** Stated problem **
Locate the line with "Locate the wallpaper" in the material. Copy that line and each one after it, through the last, exactly and with nothing else.

--- start ---

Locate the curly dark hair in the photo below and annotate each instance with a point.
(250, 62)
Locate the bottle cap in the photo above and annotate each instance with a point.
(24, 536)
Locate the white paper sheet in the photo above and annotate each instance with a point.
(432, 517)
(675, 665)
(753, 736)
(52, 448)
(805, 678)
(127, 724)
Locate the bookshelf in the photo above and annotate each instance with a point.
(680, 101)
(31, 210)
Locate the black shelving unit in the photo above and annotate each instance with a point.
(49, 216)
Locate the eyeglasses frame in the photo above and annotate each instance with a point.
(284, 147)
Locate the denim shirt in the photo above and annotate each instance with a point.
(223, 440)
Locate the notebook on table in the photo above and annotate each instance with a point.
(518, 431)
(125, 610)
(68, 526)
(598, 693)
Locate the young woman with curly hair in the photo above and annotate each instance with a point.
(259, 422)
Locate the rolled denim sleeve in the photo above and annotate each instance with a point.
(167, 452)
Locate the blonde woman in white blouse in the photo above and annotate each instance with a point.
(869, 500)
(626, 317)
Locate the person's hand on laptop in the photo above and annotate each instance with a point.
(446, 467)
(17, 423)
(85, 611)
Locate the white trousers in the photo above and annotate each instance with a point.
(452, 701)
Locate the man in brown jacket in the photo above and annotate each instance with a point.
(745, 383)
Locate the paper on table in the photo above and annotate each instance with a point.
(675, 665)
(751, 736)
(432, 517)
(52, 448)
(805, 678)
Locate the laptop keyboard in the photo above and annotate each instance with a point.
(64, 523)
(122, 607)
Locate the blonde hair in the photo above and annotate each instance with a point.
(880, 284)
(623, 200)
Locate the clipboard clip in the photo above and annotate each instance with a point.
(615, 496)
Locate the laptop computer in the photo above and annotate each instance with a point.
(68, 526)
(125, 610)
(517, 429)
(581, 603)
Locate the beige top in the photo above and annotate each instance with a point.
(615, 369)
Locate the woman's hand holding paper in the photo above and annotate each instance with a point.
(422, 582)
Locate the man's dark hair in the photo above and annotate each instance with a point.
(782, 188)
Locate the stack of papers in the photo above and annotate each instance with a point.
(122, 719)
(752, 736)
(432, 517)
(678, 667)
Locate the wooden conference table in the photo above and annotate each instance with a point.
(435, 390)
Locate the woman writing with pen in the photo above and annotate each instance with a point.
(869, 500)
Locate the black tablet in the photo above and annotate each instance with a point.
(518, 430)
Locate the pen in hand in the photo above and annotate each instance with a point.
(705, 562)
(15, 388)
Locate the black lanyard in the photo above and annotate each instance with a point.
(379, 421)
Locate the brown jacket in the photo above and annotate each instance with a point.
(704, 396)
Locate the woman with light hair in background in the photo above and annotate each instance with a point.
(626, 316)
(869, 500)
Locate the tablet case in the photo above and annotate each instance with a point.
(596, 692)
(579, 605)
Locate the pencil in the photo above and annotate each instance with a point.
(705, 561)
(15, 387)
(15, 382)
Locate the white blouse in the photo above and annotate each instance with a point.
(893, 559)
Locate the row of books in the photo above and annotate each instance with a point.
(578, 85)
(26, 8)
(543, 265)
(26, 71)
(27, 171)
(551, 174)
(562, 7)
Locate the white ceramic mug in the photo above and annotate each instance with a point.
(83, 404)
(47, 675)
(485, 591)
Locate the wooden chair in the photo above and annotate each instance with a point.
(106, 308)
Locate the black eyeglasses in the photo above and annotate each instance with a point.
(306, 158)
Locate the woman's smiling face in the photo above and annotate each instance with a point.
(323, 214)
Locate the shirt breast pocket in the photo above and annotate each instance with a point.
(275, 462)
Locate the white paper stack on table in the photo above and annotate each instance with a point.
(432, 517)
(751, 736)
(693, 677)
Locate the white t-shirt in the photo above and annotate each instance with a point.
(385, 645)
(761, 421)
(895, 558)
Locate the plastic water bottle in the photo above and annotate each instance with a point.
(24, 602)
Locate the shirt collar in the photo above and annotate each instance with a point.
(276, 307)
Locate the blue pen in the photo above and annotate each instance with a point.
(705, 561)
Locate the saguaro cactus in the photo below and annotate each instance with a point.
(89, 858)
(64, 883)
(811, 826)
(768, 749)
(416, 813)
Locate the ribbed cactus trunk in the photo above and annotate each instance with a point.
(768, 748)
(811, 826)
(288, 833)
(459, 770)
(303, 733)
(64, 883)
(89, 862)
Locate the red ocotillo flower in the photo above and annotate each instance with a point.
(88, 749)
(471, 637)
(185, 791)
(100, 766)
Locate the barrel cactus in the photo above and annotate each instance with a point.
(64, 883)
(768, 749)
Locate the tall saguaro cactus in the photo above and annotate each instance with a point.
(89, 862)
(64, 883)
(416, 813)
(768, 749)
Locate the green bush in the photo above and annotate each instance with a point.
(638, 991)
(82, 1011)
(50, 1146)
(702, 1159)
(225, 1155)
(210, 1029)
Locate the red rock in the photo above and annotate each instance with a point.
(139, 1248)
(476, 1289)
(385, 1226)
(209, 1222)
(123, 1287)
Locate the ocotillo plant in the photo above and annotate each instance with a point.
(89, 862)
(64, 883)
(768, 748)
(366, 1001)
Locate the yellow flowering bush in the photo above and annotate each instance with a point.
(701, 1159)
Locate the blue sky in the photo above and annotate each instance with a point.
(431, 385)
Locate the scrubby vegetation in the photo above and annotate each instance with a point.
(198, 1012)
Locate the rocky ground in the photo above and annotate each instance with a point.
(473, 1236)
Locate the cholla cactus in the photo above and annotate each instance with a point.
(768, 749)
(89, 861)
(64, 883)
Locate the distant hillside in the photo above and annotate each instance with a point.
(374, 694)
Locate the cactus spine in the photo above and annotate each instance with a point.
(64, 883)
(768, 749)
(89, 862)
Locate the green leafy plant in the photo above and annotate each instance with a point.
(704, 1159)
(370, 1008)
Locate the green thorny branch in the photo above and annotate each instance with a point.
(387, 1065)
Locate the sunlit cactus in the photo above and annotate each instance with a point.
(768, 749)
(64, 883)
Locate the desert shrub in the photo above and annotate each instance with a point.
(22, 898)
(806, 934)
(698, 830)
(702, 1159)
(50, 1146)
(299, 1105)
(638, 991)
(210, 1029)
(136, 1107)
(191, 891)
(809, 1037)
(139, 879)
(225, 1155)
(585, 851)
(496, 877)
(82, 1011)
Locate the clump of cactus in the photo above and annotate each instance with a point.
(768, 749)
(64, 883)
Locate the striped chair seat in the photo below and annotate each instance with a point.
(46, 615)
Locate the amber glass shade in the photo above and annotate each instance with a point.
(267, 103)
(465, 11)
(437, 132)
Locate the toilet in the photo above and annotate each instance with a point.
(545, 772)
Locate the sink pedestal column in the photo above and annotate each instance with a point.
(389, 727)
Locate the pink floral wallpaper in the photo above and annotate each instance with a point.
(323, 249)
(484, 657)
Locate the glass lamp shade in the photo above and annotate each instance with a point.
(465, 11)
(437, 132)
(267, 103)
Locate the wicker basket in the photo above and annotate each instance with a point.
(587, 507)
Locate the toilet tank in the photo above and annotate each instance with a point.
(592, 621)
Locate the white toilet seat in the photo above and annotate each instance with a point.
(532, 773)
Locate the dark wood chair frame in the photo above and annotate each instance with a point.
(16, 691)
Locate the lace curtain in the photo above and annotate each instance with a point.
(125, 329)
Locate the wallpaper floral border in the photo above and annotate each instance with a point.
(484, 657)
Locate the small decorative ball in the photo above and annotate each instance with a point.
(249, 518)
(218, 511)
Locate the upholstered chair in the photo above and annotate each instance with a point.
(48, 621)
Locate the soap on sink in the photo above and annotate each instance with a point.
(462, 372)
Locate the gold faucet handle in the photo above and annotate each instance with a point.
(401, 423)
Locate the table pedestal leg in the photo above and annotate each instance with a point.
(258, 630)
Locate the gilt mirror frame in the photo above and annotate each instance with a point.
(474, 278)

--- end ---

** Exercise solution **
Locate the wallpaper floral border in the photo above and annotate each instance with a point.
(484, 657)
Locate the small decorative ball in the photo above and annotate each instance with a point.
(249, 518)
(218, 511)
Locate the upholstered chair in the photo above and annotate each instance with a point.
(48, 621)
Locate the soap on sink in the photo above and annotate each instance with a point.
(462, 372)
Locate the gold faucet handle in the photo above and annotate each instance with a point.
(401, 423)
Locate the table pedestal leg in the photo above and annotate each instance with a point.
(258, 630)
Locate the gilt mirror frame in the photo above and annotate each instance with a point.
(474, 278)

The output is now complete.